* _Exercise_
Echo the rows that follow, copying every line character for character.

Object pointing dataset rows:
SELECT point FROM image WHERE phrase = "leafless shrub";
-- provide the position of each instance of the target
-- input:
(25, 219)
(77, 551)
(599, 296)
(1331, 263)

* _Result of this exercise_
SELECT point FROM image WHERE phrase = "leafless shrub";
-- provide the position of each instance of the target
-- input:
(25, 219)
(77, 551)
(599, 296)
(1331, 263)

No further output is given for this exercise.